Prompt
Return every line of the records that contains the string "item", treating case as significant.

Image region outline records
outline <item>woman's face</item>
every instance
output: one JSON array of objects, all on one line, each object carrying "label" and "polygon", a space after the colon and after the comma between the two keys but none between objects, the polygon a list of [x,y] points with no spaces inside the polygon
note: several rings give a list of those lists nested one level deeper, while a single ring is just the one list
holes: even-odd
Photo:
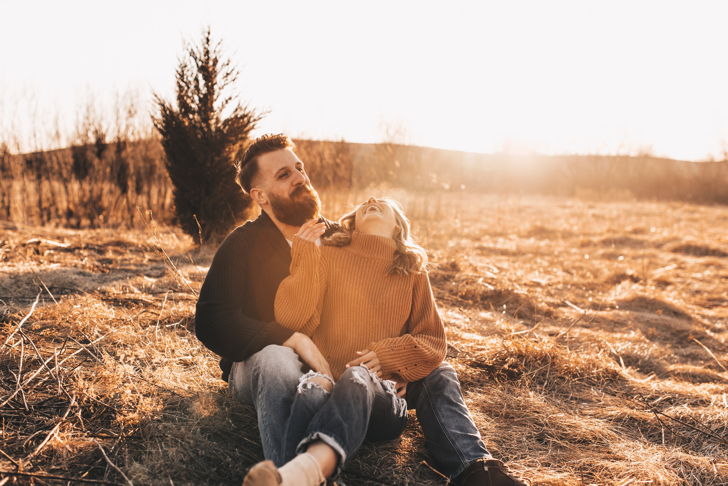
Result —
[{"label": "woman's face", "polygon": [[384,199],[372,196],[357,208],[354,228],[360,233],[392,238],[396,227],[395,210]]}]

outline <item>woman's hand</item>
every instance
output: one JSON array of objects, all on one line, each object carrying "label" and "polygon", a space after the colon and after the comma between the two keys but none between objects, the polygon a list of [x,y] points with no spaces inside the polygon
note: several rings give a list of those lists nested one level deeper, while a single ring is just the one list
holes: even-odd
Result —
[{"label": "woman's hand", "polygon": [[310,366],[314,371],[328,375],[331,378],[333,378],[326,358],[323,357],[314,342],[305,334],[293,332],[288,340],[283,343],[283,346],[293,349],[304,360],[304,362]]},{"label": "woman's hand", "polygon": [[381,364],[379,364],[379,358],[375,351],[365,349],[364,351],[357,351],[357,354],[359,355],[359,357],[354,361],[349,362],[346,367],[363,364],[369,368],[371,373],[376,373],[377,377],[381,376]]},{"label": "woman's hand", "polygon": [[316,239],[326,232],[325,223],[316,223],[318,220],[309,220],[304,223],[296,236],[306,242],[315,243]]}]

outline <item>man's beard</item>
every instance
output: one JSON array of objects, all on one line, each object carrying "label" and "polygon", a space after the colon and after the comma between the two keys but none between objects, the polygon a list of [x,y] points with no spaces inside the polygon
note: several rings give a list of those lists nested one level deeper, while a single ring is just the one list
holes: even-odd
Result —
[{"label": "man's beard", "polygon": [[300,226],[321,215],[321,199],[310,186],[299,186],[288,197],[272,194],[270,200],[273,215],[283,224]]}]

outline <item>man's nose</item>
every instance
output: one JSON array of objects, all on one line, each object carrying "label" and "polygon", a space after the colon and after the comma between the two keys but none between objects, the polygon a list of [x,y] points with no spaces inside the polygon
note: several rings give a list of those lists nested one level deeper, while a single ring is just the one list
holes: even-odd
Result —
[{"label": "man's nose", "polygon": [[306,183],[306,177],[298,170],[296,171],[296,178],[293,179],[293,186],[301,186]]}]

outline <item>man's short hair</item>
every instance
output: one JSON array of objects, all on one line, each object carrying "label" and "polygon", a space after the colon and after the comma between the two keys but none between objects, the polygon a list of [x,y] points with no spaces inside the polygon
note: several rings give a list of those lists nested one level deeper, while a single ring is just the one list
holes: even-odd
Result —
[{"label": "man's short hair", "polygon": [[256,141],[248,148],[242,154],[242,159],[235,161],[235,182],[242,188],[246,194],[250,194],[250,186],[253,180],[258,174],[258,158],[265,154],[274,152],[277,150],[295,148],[296,144],[285,133],[277,135],[266,133],[256,139]]}]

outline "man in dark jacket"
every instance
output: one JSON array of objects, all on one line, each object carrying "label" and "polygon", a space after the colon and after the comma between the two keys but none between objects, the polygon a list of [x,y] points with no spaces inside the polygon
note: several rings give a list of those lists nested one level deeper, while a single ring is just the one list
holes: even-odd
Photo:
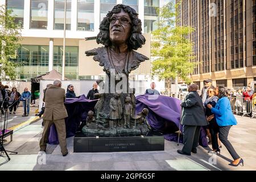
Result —
[{"label": "man in dark jacket", "polygon": [[198,86],[189,85],[189,93],[180,104],[182,107],[181,123],[183,125],[184,146],[177,152],[191,155],[191,152],[196,154],[196,147],[199,139],[201,126],[208,125],[204,112],[202,100],[198,94]]},{"label": "man in dark jacket", "polygon": [[89,91],[88,94],[87,94],[87,99],[89,100],[94,100],[96,98],[94,98],[94,94],[98,93],[98,84],[97,83],[94,83],[93,85],[93,89]]}]

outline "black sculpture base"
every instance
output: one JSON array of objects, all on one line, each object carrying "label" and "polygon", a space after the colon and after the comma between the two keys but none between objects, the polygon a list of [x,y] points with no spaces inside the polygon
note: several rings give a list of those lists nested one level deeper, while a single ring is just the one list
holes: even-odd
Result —
[{"label": "black sculpture base", "polygon": [[131,152],[164,150],[163,136],[74,138],[74,152]]}]

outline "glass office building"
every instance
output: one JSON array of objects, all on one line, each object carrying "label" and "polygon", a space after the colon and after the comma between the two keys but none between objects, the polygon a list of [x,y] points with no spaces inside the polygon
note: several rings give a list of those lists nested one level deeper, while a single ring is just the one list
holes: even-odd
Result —
[{"label": "glass office building", "polygon": [[[119,3],[137,11],[143,33],[158,28],[159,0],[67,0],[65,77],[90,77],[86,69],[81,69],[83,73],[79,69],[84,59],[85,38],[95,39],[102,18]],[[0,4],[13,10],[15,22],[22,26],[21,45],[11,60],[20,64],[17,79],[29,80],[52,69],[61,73],[65,0],[0,0]]]}]

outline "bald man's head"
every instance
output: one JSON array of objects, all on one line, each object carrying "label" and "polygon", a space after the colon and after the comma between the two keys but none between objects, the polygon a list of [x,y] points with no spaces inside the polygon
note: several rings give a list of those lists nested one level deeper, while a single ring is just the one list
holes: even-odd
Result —
[{"label": "bald man's head", "polygon": [[191,92],[191,91],[197,91],[198,89],[198,86],[196,84],[191,84],[189,86],[188,86],[188,92]]}]

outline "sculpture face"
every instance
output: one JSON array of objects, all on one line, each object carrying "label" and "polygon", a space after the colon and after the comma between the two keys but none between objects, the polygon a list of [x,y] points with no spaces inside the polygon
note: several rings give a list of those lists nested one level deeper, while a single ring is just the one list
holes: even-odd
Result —
[{"label": "sculpture face", "polygon": [[113,14],[109,22],[110,41],[116,45],[126,43],[131,30],[131,20],[129,14],[122,9],[120,13]]}]

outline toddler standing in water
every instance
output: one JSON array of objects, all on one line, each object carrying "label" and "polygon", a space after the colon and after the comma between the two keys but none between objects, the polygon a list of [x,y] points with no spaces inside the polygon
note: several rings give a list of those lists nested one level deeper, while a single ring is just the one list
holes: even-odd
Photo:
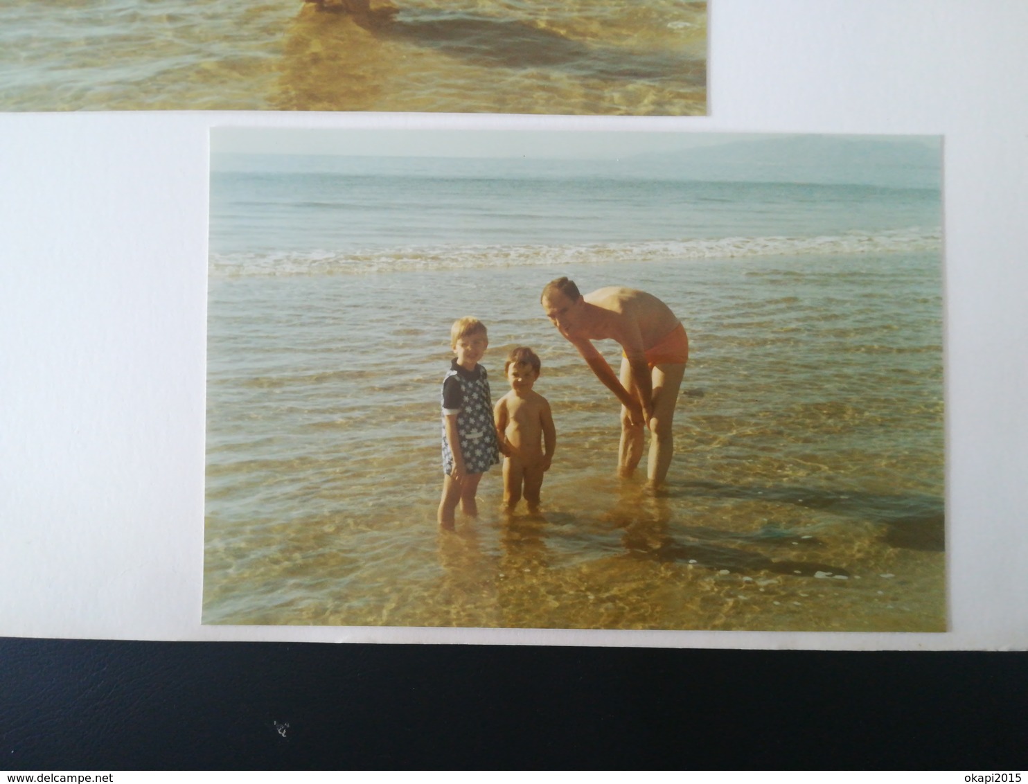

Task response
outline <item>woman's face</item>
outline <item>woman's hand</item>
outline <item>man's beard</item>
outline <item>man's nose</item>
outline <item>man's short hair</item>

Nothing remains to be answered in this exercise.